What you need to do => Retype the records below exactly as they appear, but leave out any pictures.

Task inputs =>
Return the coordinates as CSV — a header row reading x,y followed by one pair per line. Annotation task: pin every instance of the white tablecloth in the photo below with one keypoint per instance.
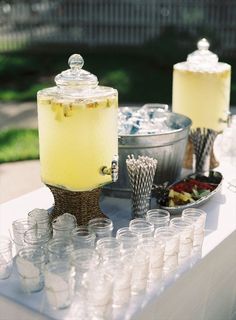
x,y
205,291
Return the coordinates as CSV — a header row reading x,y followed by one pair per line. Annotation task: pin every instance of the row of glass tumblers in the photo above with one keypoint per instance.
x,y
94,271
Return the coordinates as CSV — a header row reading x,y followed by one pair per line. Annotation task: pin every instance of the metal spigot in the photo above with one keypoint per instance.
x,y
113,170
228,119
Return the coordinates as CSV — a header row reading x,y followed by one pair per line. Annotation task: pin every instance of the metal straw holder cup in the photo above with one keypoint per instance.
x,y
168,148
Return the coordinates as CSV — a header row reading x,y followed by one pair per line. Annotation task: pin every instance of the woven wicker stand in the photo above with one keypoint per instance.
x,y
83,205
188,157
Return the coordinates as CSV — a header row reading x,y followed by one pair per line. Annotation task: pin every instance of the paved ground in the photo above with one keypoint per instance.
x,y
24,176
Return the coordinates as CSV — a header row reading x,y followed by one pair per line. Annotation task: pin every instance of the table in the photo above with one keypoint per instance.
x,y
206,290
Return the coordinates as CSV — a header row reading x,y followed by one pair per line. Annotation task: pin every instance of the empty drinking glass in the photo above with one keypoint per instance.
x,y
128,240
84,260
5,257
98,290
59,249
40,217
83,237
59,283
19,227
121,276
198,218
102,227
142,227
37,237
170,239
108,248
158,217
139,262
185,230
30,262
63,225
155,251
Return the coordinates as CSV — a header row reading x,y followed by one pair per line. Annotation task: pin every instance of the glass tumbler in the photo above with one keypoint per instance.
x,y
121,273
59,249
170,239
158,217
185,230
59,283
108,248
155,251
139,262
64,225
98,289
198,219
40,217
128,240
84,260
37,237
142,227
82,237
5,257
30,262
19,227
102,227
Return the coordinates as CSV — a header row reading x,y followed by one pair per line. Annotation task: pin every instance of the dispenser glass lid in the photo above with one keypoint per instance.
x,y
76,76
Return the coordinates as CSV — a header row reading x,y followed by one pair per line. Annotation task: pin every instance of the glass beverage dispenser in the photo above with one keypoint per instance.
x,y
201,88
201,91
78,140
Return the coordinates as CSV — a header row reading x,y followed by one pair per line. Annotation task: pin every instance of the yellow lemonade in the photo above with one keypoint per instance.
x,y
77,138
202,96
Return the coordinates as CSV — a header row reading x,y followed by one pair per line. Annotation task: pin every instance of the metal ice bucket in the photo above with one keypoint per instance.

Expected output =>
Return the coordinates as CSV — a header row reading x,y followed by one pair per line. Annotation task: pin every instance of the white tablecloth in the photo below with one keypoint per instance.
x,y
205,291
Return the coordinates as CSV — a header row reading x,y followed by one pair per line. Annotation task: pin every instance of the row of glass tumblers in the photo above with one keypoint per instance.
x,y
94,271
Return the coordinates as CSV — a header row reading x,y followed by one pair per line. Annotation task: pin every instance of the metal spigot in the photo above with one keypoint per instance.
x,y
113,170
228,119
Return the coordinates as CSV — a header row reading x,y followed by one pair per line. Annotation task: pin every instance of the metal straw holder cup in the photo above with one keypoint per instance.
x,y
168,148
Return the coordinates as CSV — a header row reading x,y followed by one pair per line. Annotation task: pin every instance of the woven wicker stand in the photo above with one keypoint per instance.
x,y
83,205
188,157
Return the coordinates as CSV — a header row reading x,y followed by one pair per line. Annotation task: pin every instance of the paved ground in the photo above with one keypoint per instance.
x,y
24,176
Return the coordinates as CSV — a header row reading x,y followed by one pair per line. Annotation task: pin every instance of the table in the photo above with one keypoint per instance.
x,y
206,290
Return the coordinates as CSV — a header row reading x,y followed by one pair per line. Annotation task: pin every instance of the empty drinking glass in the photo above with one keypoint per instance.
x,y
128,240
84,260
5,257
98,290
59,249
40,217
83,237
59,283
19,227
121,276
198,218
102,227
142,227
37,237
170,239
108,248
158,217
139,262
185,230
30,262
63,225
155,251
Return the coordinates as CSV — a header row reading x,y followed by one pair per line. Annotation task: pin every instance of the glass tumbler in the photo above with one keypoint per instance.
x,y
121,273
59,249
170,239
158,217
185,230
59,283
108,248
155,251
139,262
64,225
98,289
198,219
40,217
128,240
84,260
37,237
142,227
82,237
5,257
30,262
19,227
102,227
Return the coordinates as CSV — a header row reading x,y followed by one pair per line. Annotation task: pin every instance of the dispenser glass lid in the photo above with one keypoint per instance.
x,y
76,76
Return the coordinates as CSV — a header row reading x,y followed by one pair per line. Annotation task: pin every instance of the glass beverage dispenser in the photo above with one keypoint per instance.
x,y
201,88
201,91
78,140
Return the coordinates as CSV — a header row reading x,y followed by one pair per line. Annotation task: pin every instance of the yellow lemonade in the photo above with one keypoint per instance.
x,y
77,138
202,96
Return the coordinates as CSV — a header row reading x,y followed by one pair per line. Annotation task: pin every instance of the metal ice bucket in the photo above with one keypoint per instance.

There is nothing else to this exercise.